Transcribe only the part of the listing below that begins at the line containing "One point per instance, written like point(132, 198)" and runs to its final line, keeping both ends.

**Given data**

• • • •

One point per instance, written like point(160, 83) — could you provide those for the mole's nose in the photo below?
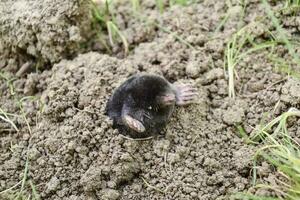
point(168, 99)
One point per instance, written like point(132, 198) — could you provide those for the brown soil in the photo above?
point(75, 154)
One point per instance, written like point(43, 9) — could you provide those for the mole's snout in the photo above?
point(167, 99)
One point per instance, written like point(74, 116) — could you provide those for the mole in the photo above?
point(143, 104)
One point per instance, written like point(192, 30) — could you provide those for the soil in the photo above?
point(74, 153)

• • • •

**The result**
One point per instance, written like point(132, 198) — could you provide those for the brown soil in the photo above?
point(75, 154)
One point per instance, written like point(43, 9) — could you provide those for the mole's snout in the photo above?
point(167, 99)
One point per instance, written like point(74, 116) — could you provide those for the mole in the photo above?
point(143, 104)
One point per instance, written like point(192, 30) — could you provide those for the soil in the photo above?
point(74, 153)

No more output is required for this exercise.